任务要求:
请判断下列陈述是否与这篇题解相符，每条答“是”或“否”，并逐字引用题解中起决定作用的文字：(a) 最内层子查询只保留2021年作答日期不少于两天的用户；(b) 最终结果按 avg_exam_cnt 升序排列；(c) rk1 是用 dense_rank() 计算的。

给定文本:
· · ·

题解 | #连续两次作答试卷的最大时间窗#

select uid,max(days_window) as days_window
,round(max(days_window)*max(sum_exam_cnt)/(1+timestampdiff(day,max(min_day),max(max_day))),2) as avg_exam_cnt
from 
(
    select uid
    ,max(days_window)over(partition by uid order by days_window desc) as days_window
    ,count(exam_id) over(partition by uid) as sum_exam_cnt
    ,(case when rk1=1 then y_m_d end ) as min_day
    ,(case when rk2=1 then y_m_d end ) as max_day
    from 
    (
        select uid,y_m_d,exam_id,rk1,rk2
        ,timestampdiff(day,lag(y_m_d) over(partition by uid order by rk1),y_m_d)+1 as days_window
        from 
        (
            select *
            ,date_format(start_time,"%Y%m%d") as y_m_d
            ,rank() over(partition by uid order by date_format(start_time,"%Y%m%d")) as rk1
            ,rank() over(partition by uid order by date_format(start_time,"%Y%m%d") desc) as rk2
            from exam_record
            where uid in 
            (
                select uid 
                from exam_record
                where year(start_time)=2021
                group by uid 
                having count(distinct date_format(start_time,"%Y%m%d"))>=2
             ) and year(start_time)=2021
            order by y_m_d
        ) t
     ) t 
) t 
group by uid
order by days_window desc,avg_exam_cnt desc

· · ·

原始材料:
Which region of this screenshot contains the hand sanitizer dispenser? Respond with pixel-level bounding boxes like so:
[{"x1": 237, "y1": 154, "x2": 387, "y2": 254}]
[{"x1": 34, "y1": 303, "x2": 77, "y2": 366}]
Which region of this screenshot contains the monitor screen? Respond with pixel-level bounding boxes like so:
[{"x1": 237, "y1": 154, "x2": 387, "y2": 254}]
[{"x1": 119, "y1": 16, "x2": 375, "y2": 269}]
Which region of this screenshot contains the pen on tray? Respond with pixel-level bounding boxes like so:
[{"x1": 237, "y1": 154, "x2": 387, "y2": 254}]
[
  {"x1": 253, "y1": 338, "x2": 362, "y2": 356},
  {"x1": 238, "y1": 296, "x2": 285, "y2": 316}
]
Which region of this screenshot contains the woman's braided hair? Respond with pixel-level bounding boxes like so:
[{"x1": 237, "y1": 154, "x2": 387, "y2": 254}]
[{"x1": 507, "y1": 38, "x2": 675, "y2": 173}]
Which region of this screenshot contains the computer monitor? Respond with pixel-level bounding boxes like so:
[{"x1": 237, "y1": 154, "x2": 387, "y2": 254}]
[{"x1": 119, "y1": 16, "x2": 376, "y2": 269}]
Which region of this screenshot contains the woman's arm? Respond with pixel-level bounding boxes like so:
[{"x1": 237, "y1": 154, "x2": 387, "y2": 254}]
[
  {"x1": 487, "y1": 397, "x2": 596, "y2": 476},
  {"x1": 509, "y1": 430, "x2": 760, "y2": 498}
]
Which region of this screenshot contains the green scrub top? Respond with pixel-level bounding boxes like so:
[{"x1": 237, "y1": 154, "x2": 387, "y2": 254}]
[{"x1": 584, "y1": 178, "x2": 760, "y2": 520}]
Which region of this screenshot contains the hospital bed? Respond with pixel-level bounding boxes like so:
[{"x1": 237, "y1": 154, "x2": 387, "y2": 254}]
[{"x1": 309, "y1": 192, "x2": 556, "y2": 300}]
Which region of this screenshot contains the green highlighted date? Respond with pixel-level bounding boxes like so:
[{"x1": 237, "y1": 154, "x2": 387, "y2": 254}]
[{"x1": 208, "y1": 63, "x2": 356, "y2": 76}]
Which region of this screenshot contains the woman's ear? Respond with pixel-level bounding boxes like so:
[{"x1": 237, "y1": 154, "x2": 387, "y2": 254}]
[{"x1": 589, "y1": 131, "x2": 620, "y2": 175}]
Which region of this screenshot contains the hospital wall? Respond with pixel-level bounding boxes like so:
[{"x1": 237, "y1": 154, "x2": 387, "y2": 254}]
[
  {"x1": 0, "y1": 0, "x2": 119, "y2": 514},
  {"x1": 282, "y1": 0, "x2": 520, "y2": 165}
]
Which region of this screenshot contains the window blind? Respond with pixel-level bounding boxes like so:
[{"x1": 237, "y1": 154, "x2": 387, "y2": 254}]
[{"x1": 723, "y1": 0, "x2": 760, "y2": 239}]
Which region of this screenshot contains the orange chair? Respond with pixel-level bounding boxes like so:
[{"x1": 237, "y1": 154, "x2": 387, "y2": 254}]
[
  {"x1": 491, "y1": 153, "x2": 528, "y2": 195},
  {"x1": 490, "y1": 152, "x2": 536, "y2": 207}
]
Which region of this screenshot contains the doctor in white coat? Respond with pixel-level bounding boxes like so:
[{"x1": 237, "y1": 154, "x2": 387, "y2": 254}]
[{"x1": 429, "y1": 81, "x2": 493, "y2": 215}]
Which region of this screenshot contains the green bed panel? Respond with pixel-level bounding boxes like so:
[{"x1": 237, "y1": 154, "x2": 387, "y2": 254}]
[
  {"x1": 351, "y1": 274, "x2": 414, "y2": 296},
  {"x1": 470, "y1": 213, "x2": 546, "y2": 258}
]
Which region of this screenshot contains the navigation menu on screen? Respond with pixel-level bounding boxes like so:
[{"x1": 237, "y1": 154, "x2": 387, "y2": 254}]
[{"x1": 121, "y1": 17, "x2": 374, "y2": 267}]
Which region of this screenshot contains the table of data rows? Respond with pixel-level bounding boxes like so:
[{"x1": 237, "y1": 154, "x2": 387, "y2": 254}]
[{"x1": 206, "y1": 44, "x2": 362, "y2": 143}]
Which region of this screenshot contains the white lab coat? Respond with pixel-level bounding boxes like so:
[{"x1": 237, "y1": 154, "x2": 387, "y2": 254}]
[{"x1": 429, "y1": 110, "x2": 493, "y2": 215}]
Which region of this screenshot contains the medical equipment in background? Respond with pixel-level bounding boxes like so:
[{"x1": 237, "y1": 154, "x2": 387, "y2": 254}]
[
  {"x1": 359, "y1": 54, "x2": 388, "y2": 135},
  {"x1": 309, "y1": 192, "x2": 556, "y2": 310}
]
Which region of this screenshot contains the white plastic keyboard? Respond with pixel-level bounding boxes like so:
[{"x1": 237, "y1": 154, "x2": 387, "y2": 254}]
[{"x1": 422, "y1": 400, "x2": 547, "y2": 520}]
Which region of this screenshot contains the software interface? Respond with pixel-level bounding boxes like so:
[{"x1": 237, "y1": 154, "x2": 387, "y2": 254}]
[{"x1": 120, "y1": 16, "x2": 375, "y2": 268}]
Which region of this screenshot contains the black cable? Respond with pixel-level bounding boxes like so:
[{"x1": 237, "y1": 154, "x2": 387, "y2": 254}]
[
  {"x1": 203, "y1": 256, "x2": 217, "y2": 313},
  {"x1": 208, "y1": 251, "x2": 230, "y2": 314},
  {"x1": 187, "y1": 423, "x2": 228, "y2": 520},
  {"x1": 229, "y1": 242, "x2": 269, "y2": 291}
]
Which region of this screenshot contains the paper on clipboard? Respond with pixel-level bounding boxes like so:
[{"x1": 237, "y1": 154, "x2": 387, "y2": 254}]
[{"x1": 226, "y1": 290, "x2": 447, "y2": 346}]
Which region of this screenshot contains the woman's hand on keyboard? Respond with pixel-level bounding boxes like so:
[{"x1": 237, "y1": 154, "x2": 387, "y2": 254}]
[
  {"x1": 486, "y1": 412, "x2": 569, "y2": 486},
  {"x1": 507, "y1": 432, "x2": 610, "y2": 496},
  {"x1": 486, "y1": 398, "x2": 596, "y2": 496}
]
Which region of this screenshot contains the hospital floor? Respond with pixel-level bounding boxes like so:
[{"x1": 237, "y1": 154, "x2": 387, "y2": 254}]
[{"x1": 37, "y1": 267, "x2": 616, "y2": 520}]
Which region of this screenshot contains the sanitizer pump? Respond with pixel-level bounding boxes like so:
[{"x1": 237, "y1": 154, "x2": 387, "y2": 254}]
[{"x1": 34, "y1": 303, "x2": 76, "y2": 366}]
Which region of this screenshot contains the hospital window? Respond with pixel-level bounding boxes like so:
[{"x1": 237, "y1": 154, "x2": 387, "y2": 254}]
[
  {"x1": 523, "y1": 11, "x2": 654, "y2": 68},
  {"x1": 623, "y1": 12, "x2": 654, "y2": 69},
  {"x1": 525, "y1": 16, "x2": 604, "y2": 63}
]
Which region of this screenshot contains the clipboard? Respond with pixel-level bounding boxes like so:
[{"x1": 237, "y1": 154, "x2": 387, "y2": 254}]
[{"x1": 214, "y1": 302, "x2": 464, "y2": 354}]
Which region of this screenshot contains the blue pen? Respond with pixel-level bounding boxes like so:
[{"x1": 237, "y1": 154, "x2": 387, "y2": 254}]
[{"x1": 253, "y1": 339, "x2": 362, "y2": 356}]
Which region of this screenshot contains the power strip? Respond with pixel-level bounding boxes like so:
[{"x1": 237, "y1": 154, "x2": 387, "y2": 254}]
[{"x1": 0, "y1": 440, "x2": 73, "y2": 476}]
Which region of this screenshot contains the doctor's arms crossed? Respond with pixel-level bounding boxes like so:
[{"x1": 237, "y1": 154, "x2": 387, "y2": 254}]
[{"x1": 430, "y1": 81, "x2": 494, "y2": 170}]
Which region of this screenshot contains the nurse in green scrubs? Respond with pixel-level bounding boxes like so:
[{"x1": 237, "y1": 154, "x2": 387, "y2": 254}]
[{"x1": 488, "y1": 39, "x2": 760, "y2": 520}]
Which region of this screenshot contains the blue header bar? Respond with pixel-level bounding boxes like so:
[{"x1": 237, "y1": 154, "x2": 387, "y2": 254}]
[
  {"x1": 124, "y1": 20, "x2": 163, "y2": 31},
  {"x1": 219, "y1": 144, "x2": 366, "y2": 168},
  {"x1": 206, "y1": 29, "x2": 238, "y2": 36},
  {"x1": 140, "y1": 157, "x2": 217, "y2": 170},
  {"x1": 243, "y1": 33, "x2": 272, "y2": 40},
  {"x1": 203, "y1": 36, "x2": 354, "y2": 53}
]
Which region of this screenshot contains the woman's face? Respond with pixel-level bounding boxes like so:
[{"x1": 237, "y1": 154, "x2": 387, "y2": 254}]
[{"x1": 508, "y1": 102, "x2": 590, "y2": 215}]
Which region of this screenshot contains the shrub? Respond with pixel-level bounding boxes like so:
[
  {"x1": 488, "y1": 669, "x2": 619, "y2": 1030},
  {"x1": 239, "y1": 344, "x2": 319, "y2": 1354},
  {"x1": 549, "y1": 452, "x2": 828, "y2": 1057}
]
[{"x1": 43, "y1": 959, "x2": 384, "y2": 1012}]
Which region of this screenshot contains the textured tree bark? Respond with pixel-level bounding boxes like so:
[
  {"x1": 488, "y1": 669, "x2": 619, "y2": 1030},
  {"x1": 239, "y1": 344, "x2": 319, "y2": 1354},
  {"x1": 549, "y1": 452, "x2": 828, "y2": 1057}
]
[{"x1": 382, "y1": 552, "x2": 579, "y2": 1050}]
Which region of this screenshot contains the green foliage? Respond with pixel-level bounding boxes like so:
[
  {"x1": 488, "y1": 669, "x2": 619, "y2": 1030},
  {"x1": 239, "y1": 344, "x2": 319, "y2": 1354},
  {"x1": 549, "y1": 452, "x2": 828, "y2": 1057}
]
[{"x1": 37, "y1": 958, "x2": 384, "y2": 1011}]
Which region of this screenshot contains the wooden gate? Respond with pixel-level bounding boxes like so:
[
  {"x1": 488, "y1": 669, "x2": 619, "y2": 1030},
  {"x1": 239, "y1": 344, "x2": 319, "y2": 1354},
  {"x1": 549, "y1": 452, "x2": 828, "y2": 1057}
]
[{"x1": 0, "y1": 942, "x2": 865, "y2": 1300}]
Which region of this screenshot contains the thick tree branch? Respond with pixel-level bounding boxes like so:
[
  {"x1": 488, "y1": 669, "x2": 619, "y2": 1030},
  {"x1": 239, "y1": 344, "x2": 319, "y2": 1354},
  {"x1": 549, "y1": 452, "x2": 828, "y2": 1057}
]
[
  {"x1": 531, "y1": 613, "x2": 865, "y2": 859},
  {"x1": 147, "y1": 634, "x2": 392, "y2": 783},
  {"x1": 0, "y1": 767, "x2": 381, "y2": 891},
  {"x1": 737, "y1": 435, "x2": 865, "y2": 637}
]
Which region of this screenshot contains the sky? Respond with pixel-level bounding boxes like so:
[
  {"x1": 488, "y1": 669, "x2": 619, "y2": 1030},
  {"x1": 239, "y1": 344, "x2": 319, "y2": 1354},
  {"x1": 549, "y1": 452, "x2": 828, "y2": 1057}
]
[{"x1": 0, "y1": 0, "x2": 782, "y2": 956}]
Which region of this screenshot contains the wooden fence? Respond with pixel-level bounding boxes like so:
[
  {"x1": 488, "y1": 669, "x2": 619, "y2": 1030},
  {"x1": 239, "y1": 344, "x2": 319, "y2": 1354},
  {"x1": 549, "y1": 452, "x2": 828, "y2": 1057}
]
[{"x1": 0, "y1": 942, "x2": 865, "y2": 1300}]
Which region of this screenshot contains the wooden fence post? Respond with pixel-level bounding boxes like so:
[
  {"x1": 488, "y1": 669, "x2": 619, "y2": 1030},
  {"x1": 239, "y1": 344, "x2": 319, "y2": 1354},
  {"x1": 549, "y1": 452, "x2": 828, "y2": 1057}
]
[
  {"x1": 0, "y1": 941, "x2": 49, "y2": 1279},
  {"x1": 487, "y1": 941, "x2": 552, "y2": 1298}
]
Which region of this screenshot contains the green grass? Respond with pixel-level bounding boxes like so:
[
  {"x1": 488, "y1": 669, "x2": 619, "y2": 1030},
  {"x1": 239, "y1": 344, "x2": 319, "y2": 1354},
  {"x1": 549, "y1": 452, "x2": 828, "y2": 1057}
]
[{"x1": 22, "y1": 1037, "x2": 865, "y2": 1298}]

· · ·

练习输出:
(a) 是。“where year(start_time)=2021”“having count(distinct date_format(start_time,"%Y%m%d"))>=2”
(b) 否。“order by days_window desc,avg_exam_cnt desc”
(c) 否。“rank() over(partition by uid order by date_format(start_time,"%Y%m%d")) as rk1”